Exercise requirements: Restate the passage on Lebanon's financial engineering from "In May 2016, Banque" to "as the Eurobonds.", replacing "Eurobonds" with "government bonds" throughout.

Quoted text:
☆ ☆ ☆ ☆ ☆

In May 2016, Banque du Liban (BDL), Lebanon’s central bank, completed the first phase of a swap operation with the Ministry of Finance (MoF). Following that, BDL pulled the financial engineering tool out of its bag. It proceeded to banks with an offer to enter into a transaction in which they would have to bring in money against fresh US dollars inflows. With their existing or new funds, banks could opt to purchase any of three tranches of Eurobonds held by the central bank since their interaction with the MoF, and/or CDs issued by the central bank at the same maturities and same coupon rates as the Eurobonds. 

The precise total of Eurobonds and CDs which the central sold to banks is not yet compiled but it is generally assumed to be above $10 billion. Also not known is the ratio between money that banks pulled in from correspondent accounts and fresh funds that they could attract from investors. An indication for the latter, however, is the growth rate of deposits. Before the financial engineering this rate stood at 3.7 to 3.8 percent; after the engineering the growth rate was reported at 5 percent, meaning that growth has increased due to the financial engineering.

Incentives and rewards

It is important to understand that the central bank did not entice commercial banks to buy Eurobonds by selling them at a discount or awarding banks with higher coupon rates on Eurobonds. The tool used by the central bank to encourage banks’ participation in the operation was to offer voluntary discounting of LBP T-bills and CDs with maturities of 12 years or less at 0 percent with a haircut of 50 percent. If banks sold LBP denominated T-bills (or T-bonds) with remaining maturities of eight years and less or CDs, the central bank would buy these papers at no discount (zero percent) but with a reduction in their coupons (haircut) of 50 percent.    

In discounting at zero percent, the central bank offered to the commercial banks to provide them ad hoc with the total accumulated amount that they would normally earn over time in annual coupon payments. In applying a 50 percent reduction on the amount that is due from the discount date to the maturity date of the respective T-bill, the central bank at the same time wanted the banks to settle for a “haircut” equal to 50 percent of the amount that they would have gained when holding the T-bills to their maturities. What looked at first sight like a non-recurrent windfall gain in the billions of dollars for the commercial banks was in actuality a non-zero sum (win-win) interaction with the commercial banks by the central bank on one hand and a boost of BDL’s foreign currency reserves on the other.

Instead of having to service coupon payments twice every year until maturity, the central bank provided commercial banks with these amounts upfront (the premium), but minus 50 percent of nominal value. The central bank as the new holder of the treasury bills was of course entitled to collect the annual coupon payments to 100 percent, so that by time of maturity the BDL would have recouped the full amount given to the commercial banks as premium, plus the other income (50 percent of the coupons) that was due from the T-bills.

☆ ☆ ☆ ☆ ☆

Dataset extract:
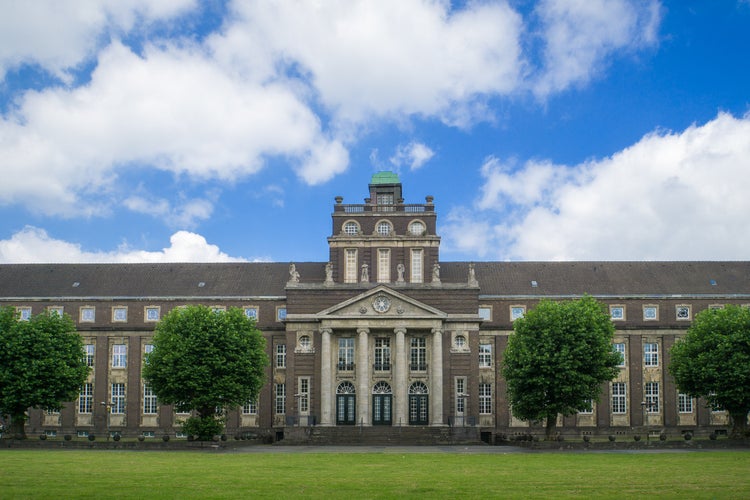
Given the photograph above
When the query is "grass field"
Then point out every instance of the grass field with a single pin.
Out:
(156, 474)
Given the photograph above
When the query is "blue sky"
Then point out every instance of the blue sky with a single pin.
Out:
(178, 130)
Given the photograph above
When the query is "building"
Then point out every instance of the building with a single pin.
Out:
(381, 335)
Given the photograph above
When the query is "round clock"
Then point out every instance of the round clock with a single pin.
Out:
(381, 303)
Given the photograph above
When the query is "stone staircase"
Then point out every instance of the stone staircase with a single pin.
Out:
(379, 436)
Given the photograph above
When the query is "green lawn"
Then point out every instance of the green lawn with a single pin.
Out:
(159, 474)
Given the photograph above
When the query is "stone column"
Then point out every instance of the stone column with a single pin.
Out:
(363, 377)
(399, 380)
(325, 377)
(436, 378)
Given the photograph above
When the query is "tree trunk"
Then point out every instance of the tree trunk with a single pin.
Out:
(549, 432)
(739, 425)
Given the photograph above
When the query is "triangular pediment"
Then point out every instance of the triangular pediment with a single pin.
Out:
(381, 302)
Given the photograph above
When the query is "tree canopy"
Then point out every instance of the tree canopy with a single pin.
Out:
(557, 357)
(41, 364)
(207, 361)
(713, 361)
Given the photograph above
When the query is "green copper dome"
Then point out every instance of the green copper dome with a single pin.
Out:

☆ ☆ ☆ ☆ ☆

Written response:
In May 2016, Banque du Liban (BDL), Lebanon’s central bank, completed the first phase of a swap operation with the Ministry of Finance (MoF). Following that, BDL pulled the financial engineering tool out of its bag. It proceeded to banks with an offer to enter into a transaction in which they would have to bring in money against fresh US dollars inflows. With their existing or new funds, banks could opt to purchase any of three tranches of government bonds held by the central bank since their interaction with the MoF, and/or CDs issued by the central bank at the same maturities and same coupon rates as the government bonds.